** Problem to work on **
Entries below include pictures. Output exactly the lines from the one with "# test: point to the white sneaker, one" down to the one with "[[786, 477], [832, 248]]", both ends included, and leave the pictures out.

Records to use Block Start

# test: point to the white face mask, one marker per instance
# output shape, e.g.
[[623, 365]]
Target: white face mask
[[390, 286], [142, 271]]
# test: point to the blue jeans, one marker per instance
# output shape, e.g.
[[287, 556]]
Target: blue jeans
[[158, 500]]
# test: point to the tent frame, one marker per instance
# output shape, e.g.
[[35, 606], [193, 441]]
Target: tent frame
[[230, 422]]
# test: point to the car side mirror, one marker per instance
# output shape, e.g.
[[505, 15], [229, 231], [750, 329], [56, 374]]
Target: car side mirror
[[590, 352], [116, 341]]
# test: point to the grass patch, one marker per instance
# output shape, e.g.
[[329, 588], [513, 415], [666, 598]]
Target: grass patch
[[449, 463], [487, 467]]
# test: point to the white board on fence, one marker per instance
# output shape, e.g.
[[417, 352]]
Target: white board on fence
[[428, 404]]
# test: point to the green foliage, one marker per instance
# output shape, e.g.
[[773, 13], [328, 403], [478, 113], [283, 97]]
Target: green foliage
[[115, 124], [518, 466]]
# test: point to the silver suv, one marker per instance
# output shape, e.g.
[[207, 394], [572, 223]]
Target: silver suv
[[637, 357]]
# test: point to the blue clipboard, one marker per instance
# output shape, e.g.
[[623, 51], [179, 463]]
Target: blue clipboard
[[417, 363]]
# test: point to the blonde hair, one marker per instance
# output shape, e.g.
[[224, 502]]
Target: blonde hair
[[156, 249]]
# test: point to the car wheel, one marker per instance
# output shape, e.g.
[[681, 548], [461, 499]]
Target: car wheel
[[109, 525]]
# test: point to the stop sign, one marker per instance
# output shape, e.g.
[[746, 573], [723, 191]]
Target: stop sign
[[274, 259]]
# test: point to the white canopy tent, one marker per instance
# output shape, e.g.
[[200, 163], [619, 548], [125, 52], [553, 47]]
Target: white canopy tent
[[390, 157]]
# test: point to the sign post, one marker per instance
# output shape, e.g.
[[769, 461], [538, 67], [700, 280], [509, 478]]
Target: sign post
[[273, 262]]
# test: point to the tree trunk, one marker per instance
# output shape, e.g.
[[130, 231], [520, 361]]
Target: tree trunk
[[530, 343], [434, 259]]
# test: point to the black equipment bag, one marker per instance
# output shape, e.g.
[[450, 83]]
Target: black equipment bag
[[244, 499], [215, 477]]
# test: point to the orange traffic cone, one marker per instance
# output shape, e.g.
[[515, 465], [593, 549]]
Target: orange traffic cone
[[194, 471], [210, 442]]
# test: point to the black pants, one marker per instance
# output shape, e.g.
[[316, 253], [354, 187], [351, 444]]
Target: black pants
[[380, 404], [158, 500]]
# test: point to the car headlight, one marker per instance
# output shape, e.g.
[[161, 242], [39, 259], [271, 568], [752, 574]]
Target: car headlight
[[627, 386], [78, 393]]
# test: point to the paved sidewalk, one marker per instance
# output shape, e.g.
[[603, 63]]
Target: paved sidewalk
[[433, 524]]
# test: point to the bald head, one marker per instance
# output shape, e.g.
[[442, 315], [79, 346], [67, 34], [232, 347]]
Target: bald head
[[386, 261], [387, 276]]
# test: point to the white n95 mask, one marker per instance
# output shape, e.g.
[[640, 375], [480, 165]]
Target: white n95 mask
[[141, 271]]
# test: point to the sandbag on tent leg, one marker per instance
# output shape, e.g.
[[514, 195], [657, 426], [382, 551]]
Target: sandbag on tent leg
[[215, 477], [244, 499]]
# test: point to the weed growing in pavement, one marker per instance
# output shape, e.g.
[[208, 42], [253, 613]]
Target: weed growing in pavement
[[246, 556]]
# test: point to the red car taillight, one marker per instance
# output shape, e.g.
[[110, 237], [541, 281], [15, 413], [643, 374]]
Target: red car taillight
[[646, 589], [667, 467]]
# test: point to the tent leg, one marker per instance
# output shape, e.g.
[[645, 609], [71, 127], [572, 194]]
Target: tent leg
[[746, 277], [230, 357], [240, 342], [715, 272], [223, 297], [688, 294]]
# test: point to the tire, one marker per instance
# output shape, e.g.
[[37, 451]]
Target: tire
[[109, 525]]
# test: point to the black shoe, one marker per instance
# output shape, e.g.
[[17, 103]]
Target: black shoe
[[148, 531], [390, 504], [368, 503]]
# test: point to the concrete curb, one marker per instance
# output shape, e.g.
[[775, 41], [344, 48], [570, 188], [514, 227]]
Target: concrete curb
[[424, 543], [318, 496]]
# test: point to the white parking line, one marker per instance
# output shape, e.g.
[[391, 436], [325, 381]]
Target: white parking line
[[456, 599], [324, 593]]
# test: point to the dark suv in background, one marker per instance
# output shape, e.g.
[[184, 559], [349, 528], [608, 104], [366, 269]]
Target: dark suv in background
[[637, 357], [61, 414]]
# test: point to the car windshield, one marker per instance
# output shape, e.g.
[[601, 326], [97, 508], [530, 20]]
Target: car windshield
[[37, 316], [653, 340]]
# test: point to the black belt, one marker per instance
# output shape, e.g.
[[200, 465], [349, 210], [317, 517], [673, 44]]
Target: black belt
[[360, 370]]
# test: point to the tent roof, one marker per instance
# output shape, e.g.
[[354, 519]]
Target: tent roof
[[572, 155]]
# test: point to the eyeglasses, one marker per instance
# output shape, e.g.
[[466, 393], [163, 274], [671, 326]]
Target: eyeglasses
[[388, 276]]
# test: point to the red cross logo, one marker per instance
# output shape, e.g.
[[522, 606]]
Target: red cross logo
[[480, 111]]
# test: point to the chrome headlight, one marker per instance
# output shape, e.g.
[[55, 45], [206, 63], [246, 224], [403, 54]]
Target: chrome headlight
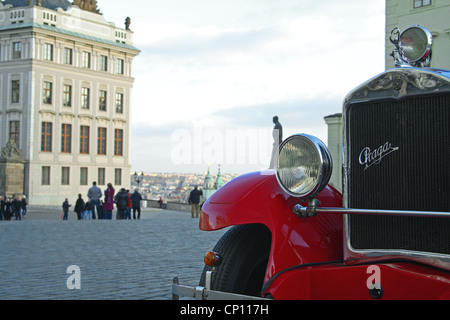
[[304, 166], [413, 45]]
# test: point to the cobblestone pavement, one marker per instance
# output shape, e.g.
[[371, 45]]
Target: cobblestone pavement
[[118, 259]]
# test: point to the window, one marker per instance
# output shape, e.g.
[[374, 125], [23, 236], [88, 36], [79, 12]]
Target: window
[[101, 149], [48, 52], [120, 66], [119, 102], [15, 91], [65, 176], [421, 3], [118, 142], [17, 50], [66, 138], [102, 100], [14, 132], [47, 92], [84, 176], [103, 63], [118, 177], [45, 179], [84, 140], [46, 137], [85, 97], [67, 95], [101, 176], [68, 54], [86, 60]]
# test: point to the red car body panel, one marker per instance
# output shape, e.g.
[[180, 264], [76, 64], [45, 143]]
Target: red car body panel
[[257, 198]]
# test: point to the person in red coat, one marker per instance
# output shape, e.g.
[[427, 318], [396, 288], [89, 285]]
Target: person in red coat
[[108, 206]]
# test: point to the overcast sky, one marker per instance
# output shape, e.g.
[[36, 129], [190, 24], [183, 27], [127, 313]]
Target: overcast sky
[[210, 71]]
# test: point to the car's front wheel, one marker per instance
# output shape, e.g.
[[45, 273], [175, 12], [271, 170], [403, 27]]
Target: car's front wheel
[[244, 251]]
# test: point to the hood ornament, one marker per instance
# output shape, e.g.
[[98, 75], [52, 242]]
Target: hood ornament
[[413, 47]]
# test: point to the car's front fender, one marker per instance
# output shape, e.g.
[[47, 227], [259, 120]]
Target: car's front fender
[[258, 198]]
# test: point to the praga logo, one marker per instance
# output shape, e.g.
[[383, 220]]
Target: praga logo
[[367, 157]]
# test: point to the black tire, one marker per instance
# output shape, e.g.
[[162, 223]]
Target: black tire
[[244, 251]]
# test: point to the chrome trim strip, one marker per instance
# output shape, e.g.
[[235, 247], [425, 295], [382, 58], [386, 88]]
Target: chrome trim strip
[[376, 212]]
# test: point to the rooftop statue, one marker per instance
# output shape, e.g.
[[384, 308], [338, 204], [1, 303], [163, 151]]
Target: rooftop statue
[[11, 151], [88, 5]]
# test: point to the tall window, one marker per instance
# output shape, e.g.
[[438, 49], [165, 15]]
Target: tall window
[[48, 52], [103, 63], [86, 59], [101, 149], [66, 138], [85, 97], [47, 92], [83, 176], [17, 50], [15, 91], [65, 176], [46, 137], [14, 131], [67, 95], [119, 102], [120, 66], [421, 3], [101, 176], [84, 140], [102, 100], [68, 54], [45, 179], [118, 142], [118, 177]]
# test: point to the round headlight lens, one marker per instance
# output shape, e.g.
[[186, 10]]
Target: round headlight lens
[[416, 43], [304, 166]]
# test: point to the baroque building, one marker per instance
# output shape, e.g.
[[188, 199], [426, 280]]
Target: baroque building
[[65, 96], [210, 186]]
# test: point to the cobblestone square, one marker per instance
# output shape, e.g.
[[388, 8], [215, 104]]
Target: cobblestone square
[[118, 259]]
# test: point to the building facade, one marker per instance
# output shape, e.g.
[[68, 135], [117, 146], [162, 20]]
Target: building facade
[[65, 96], [431, 14]]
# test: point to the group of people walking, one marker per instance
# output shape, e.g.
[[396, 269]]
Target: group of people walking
[[14, 206], [123, 200]]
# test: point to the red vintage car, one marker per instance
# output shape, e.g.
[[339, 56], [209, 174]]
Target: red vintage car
[[387, 236]]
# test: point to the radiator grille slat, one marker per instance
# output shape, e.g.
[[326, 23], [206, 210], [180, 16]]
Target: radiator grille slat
[[414, 177]]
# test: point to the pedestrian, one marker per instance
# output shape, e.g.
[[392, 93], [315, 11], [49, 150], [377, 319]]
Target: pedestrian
[[79, 207], [8, 209], [136, 203], [94, 195], [2, 208], [87, 210], [17, 205], [66, 207], [128, 210], [194, 201], [121, 200], [108, 206], [24, 205]]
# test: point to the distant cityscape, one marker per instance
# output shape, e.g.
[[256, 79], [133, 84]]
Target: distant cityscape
[[172, 187]]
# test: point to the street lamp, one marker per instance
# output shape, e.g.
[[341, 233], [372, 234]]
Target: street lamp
[[138, 178]]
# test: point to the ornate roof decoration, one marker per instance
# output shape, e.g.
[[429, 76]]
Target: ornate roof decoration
[[88, 5]]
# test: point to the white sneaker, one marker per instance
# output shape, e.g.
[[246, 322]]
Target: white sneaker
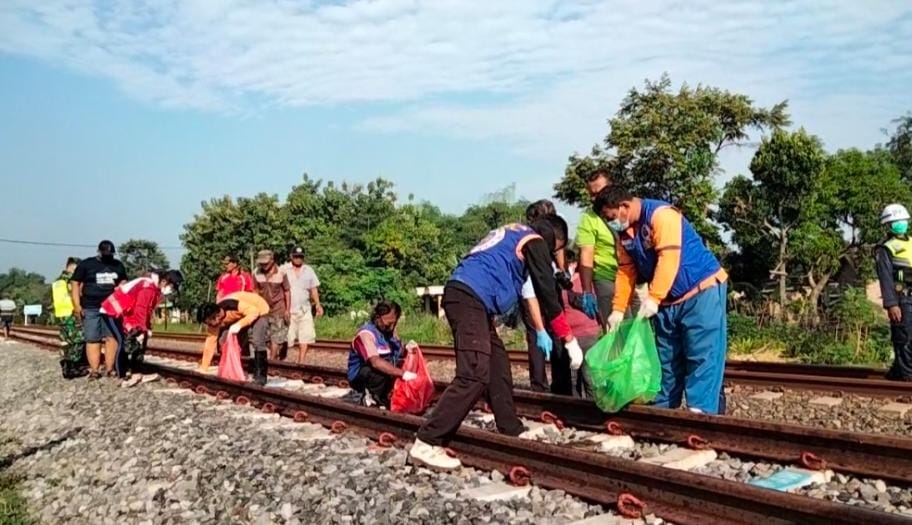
[[148, 378], [432, 456], [368, 400], [132, 381]]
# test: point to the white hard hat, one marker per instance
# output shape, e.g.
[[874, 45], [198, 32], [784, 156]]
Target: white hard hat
[[893, 213]]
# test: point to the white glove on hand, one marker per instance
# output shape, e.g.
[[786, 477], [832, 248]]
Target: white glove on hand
[[614, 320], [575, 353], [648, 309]]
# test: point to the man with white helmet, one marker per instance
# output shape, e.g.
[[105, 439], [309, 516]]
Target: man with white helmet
[[894, 270]]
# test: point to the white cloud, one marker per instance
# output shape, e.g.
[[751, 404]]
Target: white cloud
[[548, 72]]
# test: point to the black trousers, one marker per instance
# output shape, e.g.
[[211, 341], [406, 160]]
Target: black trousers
[[482, 368], [901, 334], [378, 384]]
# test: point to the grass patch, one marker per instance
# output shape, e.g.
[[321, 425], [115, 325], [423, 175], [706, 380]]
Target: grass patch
[[13, 508]]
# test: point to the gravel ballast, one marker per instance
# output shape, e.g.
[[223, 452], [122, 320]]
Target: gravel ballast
[[91, 452]]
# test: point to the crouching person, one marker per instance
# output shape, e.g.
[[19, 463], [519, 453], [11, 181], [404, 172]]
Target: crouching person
[[487, 283], [240, 314], [128, 315], [374, 355]]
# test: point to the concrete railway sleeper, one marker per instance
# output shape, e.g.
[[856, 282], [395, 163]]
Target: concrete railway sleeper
[[652, 424], [676, 496]]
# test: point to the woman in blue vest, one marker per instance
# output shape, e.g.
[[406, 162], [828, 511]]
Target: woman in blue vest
[[488, 283], [374, 355], [686, 300]]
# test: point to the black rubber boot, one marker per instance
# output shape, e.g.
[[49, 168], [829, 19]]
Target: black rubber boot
[[259, 367]]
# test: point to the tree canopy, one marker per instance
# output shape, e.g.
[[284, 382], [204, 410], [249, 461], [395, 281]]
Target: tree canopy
[[362, 242]]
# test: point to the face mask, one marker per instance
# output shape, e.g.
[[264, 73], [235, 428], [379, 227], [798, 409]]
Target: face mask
[[618, 226]]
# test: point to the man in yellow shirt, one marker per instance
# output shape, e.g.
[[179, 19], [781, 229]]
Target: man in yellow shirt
[[686, 299], [237, 314]]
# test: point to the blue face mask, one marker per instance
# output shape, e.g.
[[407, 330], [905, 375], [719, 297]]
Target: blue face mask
[[617, 225]]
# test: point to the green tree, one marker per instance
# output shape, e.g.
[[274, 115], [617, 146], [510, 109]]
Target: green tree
[[141, 255], [664, 144], [763, 213]]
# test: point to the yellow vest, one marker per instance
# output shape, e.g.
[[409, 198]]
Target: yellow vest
[[900, 251], [63, 303]]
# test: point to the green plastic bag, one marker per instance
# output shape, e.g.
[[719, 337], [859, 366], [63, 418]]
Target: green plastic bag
[[624, 366]]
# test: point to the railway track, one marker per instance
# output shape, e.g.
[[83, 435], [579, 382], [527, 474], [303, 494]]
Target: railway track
[[823, 378], [673, 495]]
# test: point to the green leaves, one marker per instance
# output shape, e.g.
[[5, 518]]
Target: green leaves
[[141, 255], [664, 144], [363, 245]]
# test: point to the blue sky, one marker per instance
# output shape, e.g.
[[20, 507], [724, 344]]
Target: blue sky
[[117, 119]]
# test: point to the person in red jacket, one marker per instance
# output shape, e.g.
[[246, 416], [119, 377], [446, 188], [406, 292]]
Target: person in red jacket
[[128, 314]]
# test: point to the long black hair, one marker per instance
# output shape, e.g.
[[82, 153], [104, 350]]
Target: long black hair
[[384, 307]]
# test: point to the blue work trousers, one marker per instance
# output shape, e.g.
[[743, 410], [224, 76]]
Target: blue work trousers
[[691, 338]]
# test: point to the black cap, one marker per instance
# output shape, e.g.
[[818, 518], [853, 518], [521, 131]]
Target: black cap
[[106, 247], [175, 277]]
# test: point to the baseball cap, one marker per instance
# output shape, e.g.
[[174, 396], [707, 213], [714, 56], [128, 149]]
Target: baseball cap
[[106, 247]]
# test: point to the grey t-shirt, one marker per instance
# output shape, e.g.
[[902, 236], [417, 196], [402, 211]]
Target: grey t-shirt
[[301, 281]]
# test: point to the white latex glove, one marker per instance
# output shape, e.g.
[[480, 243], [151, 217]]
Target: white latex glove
[[648, 309], [575, 353], [614, 320]]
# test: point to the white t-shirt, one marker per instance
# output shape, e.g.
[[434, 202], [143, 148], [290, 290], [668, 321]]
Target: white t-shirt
[[300, 283]]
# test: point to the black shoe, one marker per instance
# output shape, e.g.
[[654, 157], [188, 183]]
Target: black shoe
[[259, 368]]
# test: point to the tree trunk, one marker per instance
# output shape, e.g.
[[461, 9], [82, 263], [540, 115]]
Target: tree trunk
[[783, 272], [817, 288]]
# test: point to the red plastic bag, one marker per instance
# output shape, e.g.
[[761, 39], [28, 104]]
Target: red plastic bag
[[230, 363], [413, 397]]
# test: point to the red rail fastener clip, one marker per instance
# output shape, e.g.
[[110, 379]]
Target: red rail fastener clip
[[695, 442], [614, 428], [630, 506], [812, 461], [519, 476], [386, 439], [548, 417]]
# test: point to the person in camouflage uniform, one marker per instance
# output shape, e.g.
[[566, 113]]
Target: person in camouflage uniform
[[73, 358]]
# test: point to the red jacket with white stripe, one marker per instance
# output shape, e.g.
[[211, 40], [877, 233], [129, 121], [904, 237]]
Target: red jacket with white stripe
[[134, 301]]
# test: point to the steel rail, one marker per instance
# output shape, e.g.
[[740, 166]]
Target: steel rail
[[867, 455], [676, 496]]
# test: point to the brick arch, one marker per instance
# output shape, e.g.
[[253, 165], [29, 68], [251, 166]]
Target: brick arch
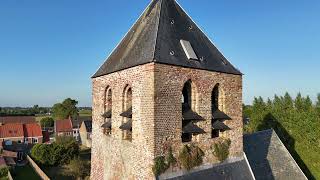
[[220, 101], [127, 97], [107, 99], [194, 93]]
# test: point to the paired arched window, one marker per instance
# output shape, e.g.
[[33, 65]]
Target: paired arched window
[[107, 126], [189, 116], [214, 107], [127, 114], [186, 106]]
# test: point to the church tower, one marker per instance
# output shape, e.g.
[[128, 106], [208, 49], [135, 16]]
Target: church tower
[[164, 86]]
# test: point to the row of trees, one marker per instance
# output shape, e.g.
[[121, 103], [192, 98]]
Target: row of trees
[[68, 108], [296, 121]]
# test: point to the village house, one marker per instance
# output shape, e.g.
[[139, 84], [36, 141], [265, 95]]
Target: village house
[[17, 119], [21, 133], [86, 133], [64, 127], [166, 86]]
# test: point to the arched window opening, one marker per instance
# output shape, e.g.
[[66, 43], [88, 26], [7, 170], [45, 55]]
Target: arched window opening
[[127, 114], [107, 126], [215, 106], [186, 105], [189, 117], [218, 117]]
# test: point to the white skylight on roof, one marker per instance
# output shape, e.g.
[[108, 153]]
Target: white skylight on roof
[[188, 50]]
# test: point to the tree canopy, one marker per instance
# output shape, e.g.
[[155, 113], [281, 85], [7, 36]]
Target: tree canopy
[[68, 108], [296, 122]]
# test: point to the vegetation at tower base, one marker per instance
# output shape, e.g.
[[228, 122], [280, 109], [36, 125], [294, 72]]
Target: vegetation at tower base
[[297, 123], [171, 160], [190, 156], [77, 168], [68, 108], [221, 150], [4, 173], [160, 166], [58, 153], [162, 163]]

Records to use Block End

** Answer for this exercise **
# test: point to the white sneaker, one marker per instance
# output shape, e.g.
[[246, 322]]
Target: white sneaker
[[148, 378], [432, 456], [368, 400], [132, 381]]
# test: point to the white hard hat, one marker per instance
# output shape, e.g.
[[874, 45], [198, 32], [784, 156]]
Target: white hard hat
[[893, 213]]
# test: point to the white glove on hand, one marker per instance
# output shape, e.g.
[[786, 477], [832, 248]]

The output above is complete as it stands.